*EXERCISE:* Each record should be given again exactly as it appears, with no image included.

*Data items:*
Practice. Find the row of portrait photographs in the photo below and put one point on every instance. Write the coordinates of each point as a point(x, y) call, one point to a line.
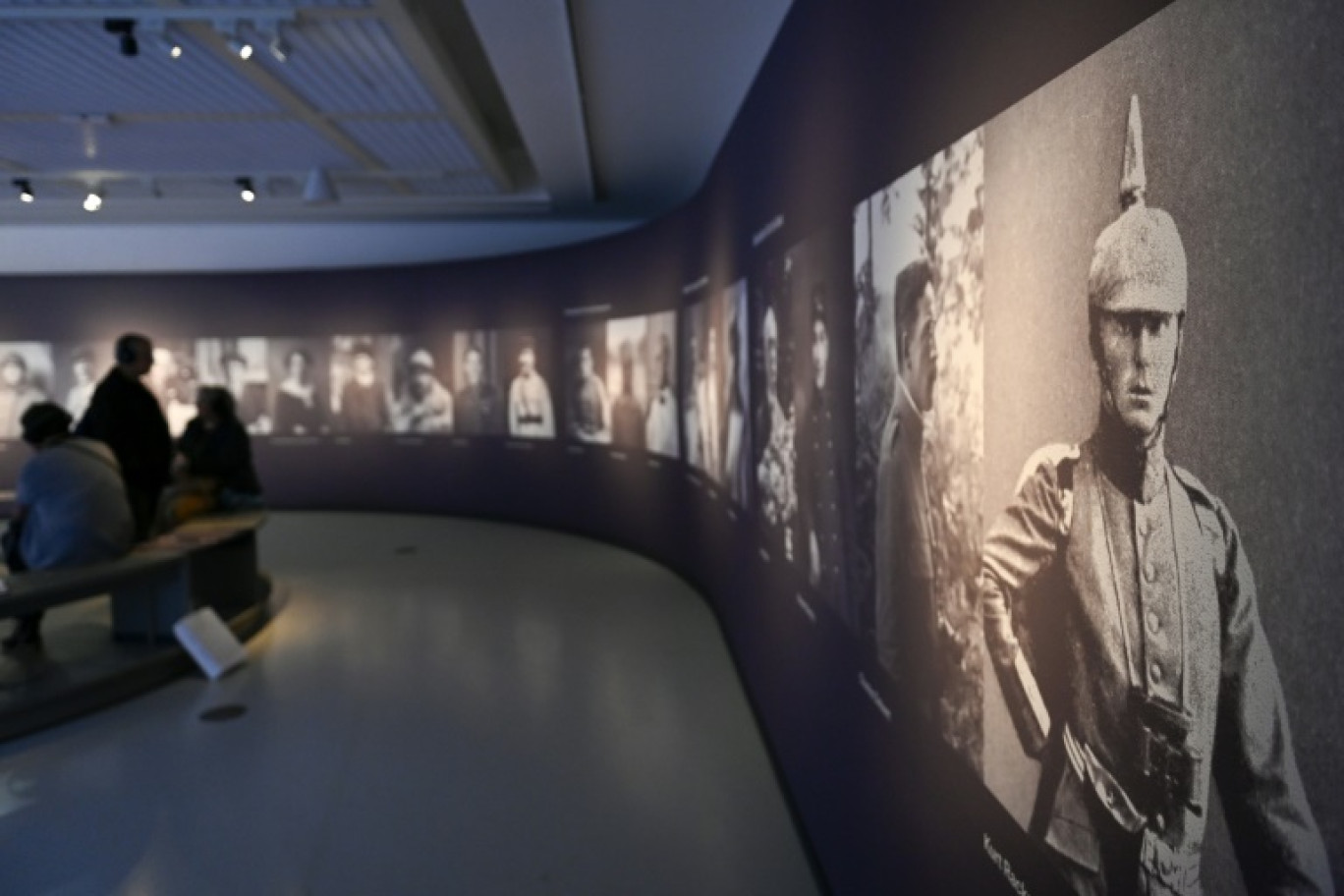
point(714, 391)
point(623, 383)
point(919, 284)
point(313, 386)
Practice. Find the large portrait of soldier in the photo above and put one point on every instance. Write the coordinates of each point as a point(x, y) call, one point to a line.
point(588, 401)
point(1149, 443)
point(477, 397)
point(729, 318)
point(242, 366)
point(26, 377)
point(919, 280)
point(642, 383)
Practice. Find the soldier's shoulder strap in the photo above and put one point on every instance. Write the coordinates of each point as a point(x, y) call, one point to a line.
point(1209, 511)
point(1205, 504)
point(1055, 461)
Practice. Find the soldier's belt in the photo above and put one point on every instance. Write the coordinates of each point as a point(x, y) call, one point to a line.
point(1165, 792)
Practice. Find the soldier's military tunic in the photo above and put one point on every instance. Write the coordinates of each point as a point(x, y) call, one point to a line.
point(1121, 617)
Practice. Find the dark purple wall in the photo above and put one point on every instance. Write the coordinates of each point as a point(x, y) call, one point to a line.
point(854, 94)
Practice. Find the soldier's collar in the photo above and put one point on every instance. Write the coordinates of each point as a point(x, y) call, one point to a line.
point(917, 416)
point(1139, 471)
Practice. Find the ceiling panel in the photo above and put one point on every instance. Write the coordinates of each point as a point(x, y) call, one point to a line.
point(455, 186)
point(178, 146)
point(296, 4)
point(350, 66)
point(74, 68)
point(430, 143)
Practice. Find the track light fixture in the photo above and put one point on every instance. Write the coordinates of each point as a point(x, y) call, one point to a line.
point(156, 32)
point(318, 189)
point(278, 47)
point(125, 31)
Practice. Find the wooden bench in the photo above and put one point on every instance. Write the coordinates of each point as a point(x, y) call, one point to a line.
point(205, 562)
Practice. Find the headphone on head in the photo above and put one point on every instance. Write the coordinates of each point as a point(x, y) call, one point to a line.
point(127, 346)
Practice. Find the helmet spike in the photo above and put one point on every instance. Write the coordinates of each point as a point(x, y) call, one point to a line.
point(1133, 182)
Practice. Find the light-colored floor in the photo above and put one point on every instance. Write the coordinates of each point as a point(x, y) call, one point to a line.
point(438, 706)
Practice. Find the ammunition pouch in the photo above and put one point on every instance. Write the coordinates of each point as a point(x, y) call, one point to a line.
point(1168, 767)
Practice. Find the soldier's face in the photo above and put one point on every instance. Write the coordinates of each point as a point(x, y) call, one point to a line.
point(1138, 359)
point(820, 352)
point(923, 365)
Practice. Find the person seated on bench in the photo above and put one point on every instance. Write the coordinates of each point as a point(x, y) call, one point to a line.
point(72, 507)
point(212, 469)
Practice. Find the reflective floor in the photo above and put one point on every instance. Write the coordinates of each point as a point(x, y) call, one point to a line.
point(438, 706)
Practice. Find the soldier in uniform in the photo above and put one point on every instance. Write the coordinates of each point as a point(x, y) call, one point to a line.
point(906, 614)
point(1121, 618)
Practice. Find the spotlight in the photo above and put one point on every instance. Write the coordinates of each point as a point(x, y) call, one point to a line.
point(240, 46)
point(125, 31)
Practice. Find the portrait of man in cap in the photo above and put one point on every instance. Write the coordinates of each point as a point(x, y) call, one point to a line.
point(1122, 621)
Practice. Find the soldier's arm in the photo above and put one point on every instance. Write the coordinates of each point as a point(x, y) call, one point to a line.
point(1277, 841)
point(1020, 545)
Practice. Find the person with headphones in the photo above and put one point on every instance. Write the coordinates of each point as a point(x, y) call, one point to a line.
point(127, 416)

*ANSWER BOX:*
Practice. Find the row of portrait photographs in the photo below and put one point on every instance. Write the coordinates of each point as a point(x, y) call, one point to a line.
point(714, 391)
point(623, 383)
point(919, 284)
point(313, 386)
Practice. Find the large portrait of soldier in the photo above and put one point on every instance. Write the coordinates of each point as a point(x, y) call, one point to a line.
point(588, 401)
point(1149, 443)
point(477, 397)
point(729, 318)
point(242, 366)
point(26, 377)
point(919, 280)
point(642, 383)
Practice. Find the soldier's shoulder strap in the photo above and put one point on every instance. Write the coordinates of each point as a point(x, y) call, one point to a line.
point(1209, 511)
point(1205, 504)
point(1055, 461)
Practice. Find the soldier's belt in the photo above and put one point on every instance. Write the coordinates of each point as a point(x, y) call, one point to a line.
point(1165, 792)
Practice. Find the soldier's military tunic in the photo above and put one point on every instance. Write the coordinates of each point as a point(x, y) call, one point to a line.
point(1121, 617)
Practice. Find the dark purple wall in the photo above and put one point on every instance. Write the coordinates of each point as a point(x, y) call, one point to a line.
point(854, 94)
Practice. Find the soldier's collar in the photo above and put one point on every instance. Write the coordinates of each point as a point(x, y) call, one point to a line.
point(917, 416)
point(1139, 471)
Practice. Find the ceiling panel in the photo above and put one point on every instance. Write the coordinates of each point as a point(x, y) call, one point to a line.
point(455, 186)
point(178, 146)
point(296, 4)
point(350, 66)
point(74, 68)
point(430, 143)
Practice. Find the track light fixture in the photo above and put one point on every instance. Write the coordinates of each point as a point(x, y) call, one point to a line.
point(156, 32)
point(318, 189)
point(278, 47)
point(125, 31)
Practice. Find the wooden bench in the photo above and put one point on every instance. Write the coordinates of each point as a point(x, y) call, one point to a line.
point(205, 562)
Practice. Find the headphone on head in the photo above and put one point on every instance. Write the coordinates of each point as a point(x, y) call, one point to a line.
point(127, 346)
Practice. Find the helmet spike in the photo above and put one point on every instance. Write the coordinates of each point as a point(x, y) call, one point to a line.
point(1133, 182)
Practice. Find the light-colored floor in the photo above and put one point on every instance. Write the coordinates of each point as a point(x, y) call, one point to a line.
point(438, 706)
Practice. Find the ammunition pouch in the photo above and put one point on every instance. Write the coordinates of each point as a point(x, y) call, one point to a line.
point(1168, 767)
Practice. Find the soldier's face in the photo above and put one point on every instance. Write the coordinates of each point as a point(x, y) call, one point to a line.
point(1138, 359)
point(820, 352)
point(923, 365)
Practice. Find the person seated on bench in the photo above and put one point on every instance. Write the coordinates of each point as a point(x, y) call, one point to a line.
point(72, 507)
point(212, 469)
Practice. Find the reflective floor in the photo above and put one point on every instance. Write the coordinates of each point as a point(x, y) call, one point to a line.
point(438, 706)
Practice. Find the soldier in uniform in the photo above and put one point on every instance. Write the coordinates of each point as a point(x, y) call, one point to a line.
point(906, 614)
point(1121, 618)
Practice. Find the spotlight in the photo above and put one point on every instance. Write the coordinates of each point as a point(x, y) call, one point to a line.
point(240, 46)
point(125, 31)
Practice. Find the portrait of man in cap in the photo above and put one point on every instance. Write the coordinates of each point as a point(x, y) call, one point to a line.
point(1122, 621)
Practice. Find the soldier's arm in the photo above and put one point on every instance. Write the coordinates of each point as a point(x, y) call, one point to a line.
point(1277, 841)
point(1020, 545)
Practice. Find the person with headphones in the photo above and put one point on every instance. Write the coordinates of each point as a point(x, y) call, one point to a line.
point(127, 416)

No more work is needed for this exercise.